## ЗАДАНИЕ A
Какие постановки Голованова, по словам фрагмента текста о дирижере Н. С. Голованове, сохранились в репертуаре театра до наших дней?

## ФРАГМЕНТ ТЕКСТА
Дирижеры

Дирижеры

Н .С.Голованов Гигантской личностью в оперно-симфоническом искусстве был Николай Семенович Голованов. Он отличался исключительной требовательностью, строгостью, даже свирепостью в репетиционной работе и детской ранимостью в жизни. Когда что-то случалось во время спектакля (что часто вовсе не зависело от дирижера), он возвращался домой в подавленном состоянии. Мне рассказывал С.Л.Рогачевский, заведующий театральной поликлиникой, что подавленность, которой был подвержен Николай Семенович из-за постоянной неудовлетворенности, он, Рогачевский, снимал восторженными отзывами публики, феноменальными впечатлениями от его спектакля, которые якобы высказывались зрителями. Такой метод психотерапии не противоречил истине.

Голованову было свойственно драматизировать детали. Он требовал, чтобы отдача всех участников спектакля на сцене и в оркестре соответствовала его уровню. Когда во время работы он обращался к группе музыкантов и не встречал ответного горящего взгляда, он свирепел, расценивая это как небрежность в работе. Зная это, трубачи поднимали раструбы вверх, а однажды виолончелист, уронивший смычок, продолжал активно "играть" без смычка, лишь бы не огорчить Николая Семеновича и не вызвать его гнев.

Голованов был мастером монументальных, масштабных постановок. Его "Борис Годунов" и "Садко", поставленные еще в 1951-1952 гг., сохранились в репертуаре театра до наших дней. А "Хованщина" дожила до 1995 года, до новой постановки Б. Покровского и М.Растроповича.

Игра с Головановым требовала предельного внимания, особенно учитывая его своеобразие в трактовке темпа. Он музицировал совершенно свободно, и чуть зазевавшийся музыкант попадался сразу. Четырехчетвертной такт у него мог иметь 5 и 6 долей: это происходило за счет тенуто на отдельных четвертях. Он возмущался: "Не умеешь играть на четыре - раз, два, три и четыре - безобразие!" (Это было его любимым словцом).

## ЗАДАНИЕ B
Запишите все приведенные ниже записи в виде списка JSON из строк, по одной строке списка на каждую строку записей. Пустые строки не включайте.

## МАТЕРИАЛ К ЗАДАНИЮ
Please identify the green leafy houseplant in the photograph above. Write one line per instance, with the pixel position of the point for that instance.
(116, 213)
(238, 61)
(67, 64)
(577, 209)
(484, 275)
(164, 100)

## ОТВЕТ A
«Борис Годунов» и «Садко», поставленные в 1951–1952 гг.

## ОТВЕТ B
[
  "Please identify the green leafy houseplant in the photograph above. Write one line per instance, with the pixel position of the point for that instance.",
  "(116, 213)",
  "(238, 61)",
  "(67, 64)",
  "(577, 209)",
  "(484, 275)",
  "(164, 100)"
]